Character for character, write out the data below.

Segment Start: DATA EXCERPTS

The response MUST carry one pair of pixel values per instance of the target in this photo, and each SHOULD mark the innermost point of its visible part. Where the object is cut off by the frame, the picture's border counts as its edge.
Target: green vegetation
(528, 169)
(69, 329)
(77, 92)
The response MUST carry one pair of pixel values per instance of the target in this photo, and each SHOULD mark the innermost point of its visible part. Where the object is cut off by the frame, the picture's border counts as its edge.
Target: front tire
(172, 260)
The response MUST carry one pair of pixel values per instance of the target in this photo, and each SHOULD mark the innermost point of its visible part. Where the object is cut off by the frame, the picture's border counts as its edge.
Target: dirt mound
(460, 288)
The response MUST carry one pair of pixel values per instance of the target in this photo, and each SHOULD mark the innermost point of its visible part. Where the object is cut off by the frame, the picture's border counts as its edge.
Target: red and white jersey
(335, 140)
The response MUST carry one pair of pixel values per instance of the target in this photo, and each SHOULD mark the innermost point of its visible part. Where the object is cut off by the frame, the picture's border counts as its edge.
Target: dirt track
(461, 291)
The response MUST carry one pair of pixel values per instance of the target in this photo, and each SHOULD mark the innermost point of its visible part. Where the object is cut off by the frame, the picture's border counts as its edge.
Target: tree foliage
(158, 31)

Segment End: DATA EXCERPTS

> RESPONSE BOX
The response MUST carry one pair of pixel values per instance of the target in this photo, and each SHOULD mark the innermost point of its visible part. Where the object is cut off by the frame, the picture's border counts as its edge.
Target: green vegetation
(528, 169)
(69, 329)
(77, 92)
The response MUST carry one pair of pixel values per instance of the target in this photo, and each SHOULD mark the innermost point of its visible part. Where the object is cut off by the frame, the picture's border counts as its edge.
Target: front tire
(172, 260)
The response MUST carry one pair of pixel values per instance of the target in this photo, and each SHOULD mark the innermost point of its visible part. Where the object is cut off by the frame, the picture's border counts as its edge.
Target: dirt mound
(460, 288)
The response MUST carry one pair of pixel values per instance of the target in this photo, and each SHOULD mark the innermost point of its visible part. Where the object is cut off by the frame, the picture's border counts as its edge.
Target: red and white jersey
(335, 140)
The response MUST carry one pair of pixel values per instance of the target in this photo, and each SHOULD mark the innermost point of its visible part. Where the object is cut off by the frame, the picture's border counts as its edge.
Target: dirt track
(461, 291)
The response MUST carry one pair of pixel values per instance of the target in this photo, and each SHOULD mark the innermost point of its visible part. Where the object is cut off by the frame, the picture's border counts as its edge.
Target: tree foliage
(158, 31)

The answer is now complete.